### MATERIAL:
▼

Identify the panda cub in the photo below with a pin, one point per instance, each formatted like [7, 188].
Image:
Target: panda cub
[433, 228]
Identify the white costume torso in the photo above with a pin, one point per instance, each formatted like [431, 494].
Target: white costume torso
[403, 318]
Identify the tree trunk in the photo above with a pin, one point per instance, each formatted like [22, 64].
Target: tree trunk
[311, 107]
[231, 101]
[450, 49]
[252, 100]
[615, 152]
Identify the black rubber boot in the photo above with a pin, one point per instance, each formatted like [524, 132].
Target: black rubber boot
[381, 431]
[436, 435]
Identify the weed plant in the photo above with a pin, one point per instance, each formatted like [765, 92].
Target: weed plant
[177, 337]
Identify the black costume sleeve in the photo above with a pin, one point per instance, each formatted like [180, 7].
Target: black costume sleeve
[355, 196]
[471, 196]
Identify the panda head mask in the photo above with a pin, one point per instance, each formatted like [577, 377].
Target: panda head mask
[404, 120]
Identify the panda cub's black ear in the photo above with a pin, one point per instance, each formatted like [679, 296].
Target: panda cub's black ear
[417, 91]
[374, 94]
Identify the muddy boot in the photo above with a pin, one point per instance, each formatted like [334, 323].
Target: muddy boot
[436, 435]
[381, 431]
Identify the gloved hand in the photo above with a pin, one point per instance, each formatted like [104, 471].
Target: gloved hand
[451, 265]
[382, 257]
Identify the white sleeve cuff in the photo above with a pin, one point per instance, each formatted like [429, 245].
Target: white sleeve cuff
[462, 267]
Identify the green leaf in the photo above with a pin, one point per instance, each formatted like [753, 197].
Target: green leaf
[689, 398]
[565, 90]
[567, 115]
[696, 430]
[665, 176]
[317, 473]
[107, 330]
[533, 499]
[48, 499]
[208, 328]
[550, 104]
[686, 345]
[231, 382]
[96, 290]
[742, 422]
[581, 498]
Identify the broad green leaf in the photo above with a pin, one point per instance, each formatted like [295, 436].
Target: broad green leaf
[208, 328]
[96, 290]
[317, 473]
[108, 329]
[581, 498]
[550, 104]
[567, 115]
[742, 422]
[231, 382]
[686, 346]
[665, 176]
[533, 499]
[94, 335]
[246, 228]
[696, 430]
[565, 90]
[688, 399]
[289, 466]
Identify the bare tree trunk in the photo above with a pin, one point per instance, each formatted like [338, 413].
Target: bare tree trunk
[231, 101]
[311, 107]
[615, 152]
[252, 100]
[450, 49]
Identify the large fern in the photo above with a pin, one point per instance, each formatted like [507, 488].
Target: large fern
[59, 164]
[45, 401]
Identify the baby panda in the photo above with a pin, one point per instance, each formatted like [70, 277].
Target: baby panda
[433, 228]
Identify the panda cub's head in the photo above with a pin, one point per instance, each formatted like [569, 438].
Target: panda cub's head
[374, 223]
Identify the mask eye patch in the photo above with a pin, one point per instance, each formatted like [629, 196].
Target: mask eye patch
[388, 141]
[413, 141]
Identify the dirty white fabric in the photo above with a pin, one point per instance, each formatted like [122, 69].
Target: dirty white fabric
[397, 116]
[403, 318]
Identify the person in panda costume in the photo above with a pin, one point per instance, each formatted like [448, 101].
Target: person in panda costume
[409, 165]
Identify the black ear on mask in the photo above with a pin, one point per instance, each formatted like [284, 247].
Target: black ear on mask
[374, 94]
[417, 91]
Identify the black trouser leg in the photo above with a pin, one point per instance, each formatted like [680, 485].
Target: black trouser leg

▲

### SET PROBLEM:
Output only the lines from the one holding "Identify the green" through the last line above, exactly as they appear.

### WORKED SOLUTION:
Identify the green leaf in the photo above with a pin, one point per instance, each formatted like [753, 197].
Target: green leaf
[689, 398]
[565, 90]
[567, 115]
[696, 430]
[665, 176]
[317, 473]
[107, 330]
[533, 499]
[48, 499]
[208, 328]
[550, 104]
[686, 345]
[231, 382]
[96, 290]
[742, 422]
[581, 498]
Identify the broad green leaf in the photo above with a pin, one point per instance, each formatted like [295, 436].
Target: broad green leaf
[208, 328]
[96, 290]
[317, 473]
[108, 329]
[581, 498]
[550, 104]
[567, 115]
[742, 422]
[231, 382]
[686, 346]
[665, 176]
[533, 499]
[94, 335]
[246, 228]
[696, 430]
[565, 90]
[688, 399]
[289, 466]
Identify the bare tree trunk in the photo above with a pin, one point per instance, each formatted like [338, 413].
Target: bare tree trunk
[231, 101]
[311, 107]
[615, 152]
[252, 100]
[450, 49]
Identify the large fern in the photo above with a pin, one point per instance, each formatted like [507, 488].
Target: large fern
[59, 164]
[45, 401]
Identify the baby panda in the photo above with a pin, one point per instance, each formatted like [70, 277].
Target: baby panda
[433, 228]
Identify the panda cub's head in the photo above with a pin, one point per instance, each formatted like [569, 438].
Target: panda cub's head
[374, 223]
Identify the mask eye patch in the photo above with a pin, one point per instance, each formatted like [629, 196].
Target: mask eye patch
[388, 141]
[413, 141]
Identify the dirty white fabric in the photo above with a pin, one point per instance, each formatted like [122, 69].
Target: dirty white fabric
[397, 116]
[403, 318]
Identify the person in panda costume in the photo above with a pin, one point per instance, each formatted like [448, 101].
Target: person in panda costume
[409, 165]
Identify the black ear on mask in the photo above with a pin, one point per instance, each formatted like [284, 247].
Target: black ear on mask
[374, 94]
[417, 91]
Identify the black trouser leg in the photo above with a pin, one point per instance, each formatted like [680, 485].
Target: black trouser leg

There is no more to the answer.